**Objetivo:**
Continue o trecho sobre a tentativa de regulamentar as conversas entre advogados e autoridades a partir do ponto em que ele termina.

**Trecho extraído:**
Tentativa de regulamentação não foi adiante no Congresso

Uma tentativa de regulamentar as conversas entre advogados e autoridades ficou emperrada na Câmara dos Deputados na última legislatura. Um projeto do então deputado federal Camilo Cola (PMDB-ES), que tentava obrigar que os encontros fossem realizados com hora marcada e com a presença da parte contrária, foi apresentado em novembro de 2013, mas acabou sendo arquivado.

O projeto propunha a alteração o artigo 40 do Código de Processo Civil (CPC) que ainda está em vigor a fim de determinar que a conversa com o magistrado fosse ser realizada “mediante prévio agendamento de entrevista, à qual deverá ser intimado a comparecer o advogado da parte adversa e cuja ocorrência será certificada nos autos”.

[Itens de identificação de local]
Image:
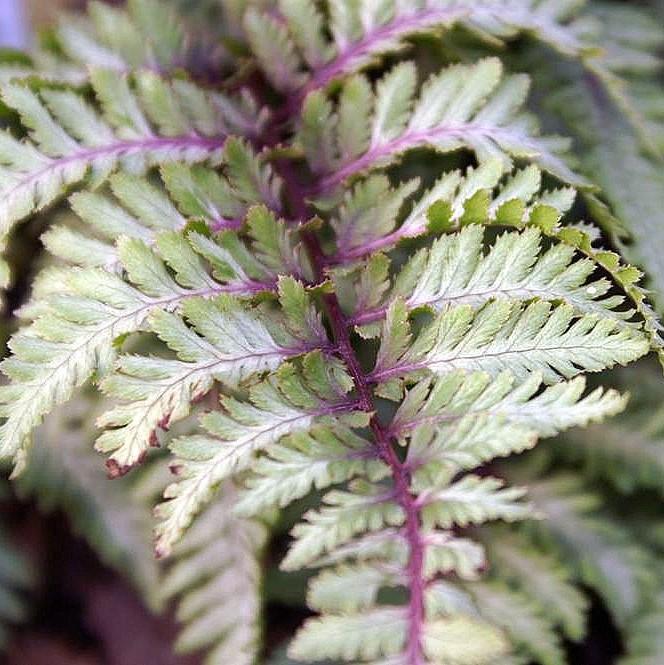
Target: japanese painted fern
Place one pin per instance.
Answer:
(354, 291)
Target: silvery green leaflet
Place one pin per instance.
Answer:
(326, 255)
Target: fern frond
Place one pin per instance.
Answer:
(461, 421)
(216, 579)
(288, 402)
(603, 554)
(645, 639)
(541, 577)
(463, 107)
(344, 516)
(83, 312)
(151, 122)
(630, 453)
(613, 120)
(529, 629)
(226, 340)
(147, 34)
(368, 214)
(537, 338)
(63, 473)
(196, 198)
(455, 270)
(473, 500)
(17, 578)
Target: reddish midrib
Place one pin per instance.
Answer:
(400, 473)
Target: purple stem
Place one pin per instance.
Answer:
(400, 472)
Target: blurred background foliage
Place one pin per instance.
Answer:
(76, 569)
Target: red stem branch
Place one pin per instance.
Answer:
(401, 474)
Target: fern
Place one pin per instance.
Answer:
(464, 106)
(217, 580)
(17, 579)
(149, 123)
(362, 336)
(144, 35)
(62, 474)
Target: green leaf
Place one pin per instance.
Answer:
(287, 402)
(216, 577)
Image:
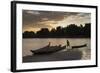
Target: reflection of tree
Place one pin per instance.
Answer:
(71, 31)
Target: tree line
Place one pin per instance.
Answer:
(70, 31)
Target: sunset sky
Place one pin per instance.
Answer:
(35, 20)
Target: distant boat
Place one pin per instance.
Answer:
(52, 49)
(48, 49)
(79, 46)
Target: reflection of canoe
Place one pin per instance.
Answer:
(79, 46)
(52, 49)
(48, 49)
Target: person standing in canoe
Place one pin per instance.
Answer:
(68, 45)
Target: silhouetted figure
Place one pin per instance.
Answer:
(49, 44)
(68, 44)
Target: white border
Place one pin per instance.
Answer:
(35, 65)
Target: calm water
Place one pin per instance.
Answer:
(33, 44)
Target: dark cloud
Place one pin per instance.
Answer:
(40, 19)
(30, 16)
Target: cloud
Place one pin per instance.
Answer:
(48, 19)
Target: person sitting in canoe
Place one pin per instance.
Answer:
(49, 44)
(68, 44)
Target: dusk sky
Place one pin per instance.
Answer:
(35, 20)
==
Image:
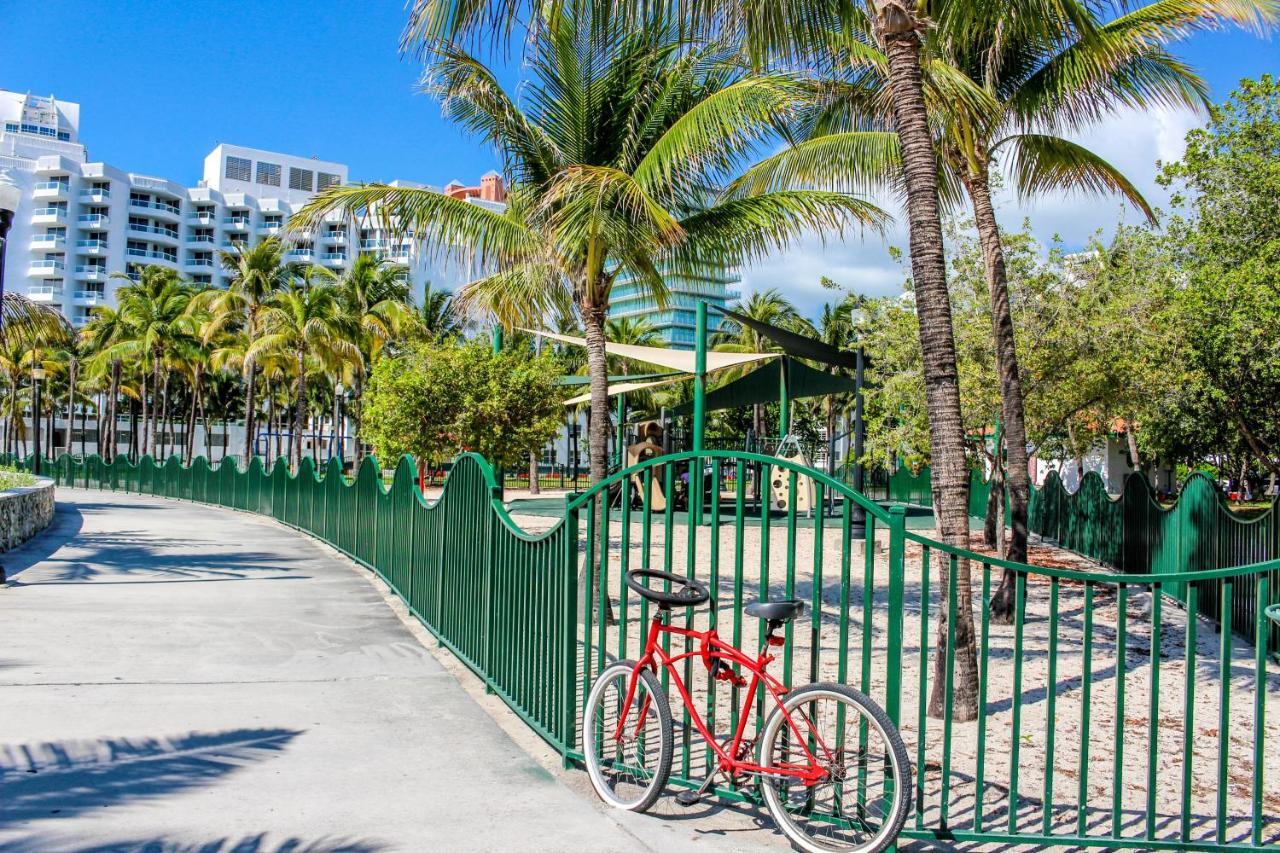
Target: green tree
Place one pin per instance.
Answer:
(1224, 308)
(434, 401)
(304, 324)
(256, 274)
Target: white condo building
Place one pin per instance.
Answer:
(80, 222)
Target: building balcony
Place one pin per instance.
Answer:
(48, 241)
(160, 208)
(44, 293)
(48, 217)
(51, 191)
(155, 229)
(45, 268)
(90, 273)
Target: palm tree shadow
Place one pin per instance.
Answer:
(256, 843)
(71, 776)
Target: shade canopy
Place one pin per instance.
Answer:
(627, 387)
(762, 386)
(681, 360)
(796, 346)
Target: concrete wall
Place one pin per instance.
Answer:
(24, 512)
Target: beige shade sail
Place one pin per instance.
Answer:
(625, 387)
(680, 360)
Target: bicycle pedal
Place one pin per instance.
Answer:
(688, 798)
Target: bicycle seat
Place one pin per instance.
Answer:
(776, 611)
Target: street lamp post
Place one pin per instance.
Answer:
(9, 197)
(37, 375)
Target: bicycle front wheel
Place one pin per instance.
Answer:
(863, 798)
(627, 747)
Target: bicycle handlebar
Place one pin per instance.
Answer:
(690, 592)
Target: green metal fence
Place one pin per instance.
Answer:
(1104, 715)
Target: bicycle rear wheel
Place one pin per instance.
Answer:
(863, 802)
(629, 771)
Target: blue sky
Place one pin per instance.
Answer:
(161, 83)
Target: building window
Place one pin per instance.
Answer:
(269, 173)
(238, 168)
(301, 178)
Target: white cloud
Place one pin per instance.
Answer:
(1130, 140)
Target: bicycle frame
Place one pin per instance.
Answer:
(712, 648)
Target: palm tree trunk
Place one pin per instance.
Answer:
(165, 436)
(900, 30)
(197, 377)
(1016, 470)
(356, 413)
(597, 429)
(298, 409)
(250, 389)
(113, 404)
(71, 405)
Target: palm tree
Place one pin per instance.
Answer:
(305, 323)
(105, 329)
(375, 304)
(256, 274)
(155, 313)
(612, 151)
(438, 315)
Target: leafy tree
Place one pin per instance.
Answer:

**Resposta:**
Segundo o vice-presidente da seccional da OAB no Paraná, Cássio Teles, o novo CPC, aprovado em dezembro do ano passado no Congresso, traz mais clareza a essa relação entre magistrados e advogados. “Prevê que o magistrado precisará lançar uma certidão nos autos de que recebeu os advogados”, explica Telles. O novo CPC, porém, não inclui a sugestão do deputado federal Camilo Cola para que as audiências sejam agendadas.

Advogados têm o direito de se reunirem com autoridades assegurado pelo Estatuto da Advocacia, da OAB. O artigo 7º, inciso VIII, diz que é direito do advogado “dirigir-se diretamente aos magistrados nas salas e gabinetes de trabalho, independente de horário previamente marcado ou outra condição, observando-se a ordem de chegada”. Vale lembrar que Cardozo exerce um cargo no Executivo e não responde pelo Judiciário. Mas, dessa polêmica, surge o debate sobre até que ponto poderiam ir os magistrados ao se reunirem com advogados.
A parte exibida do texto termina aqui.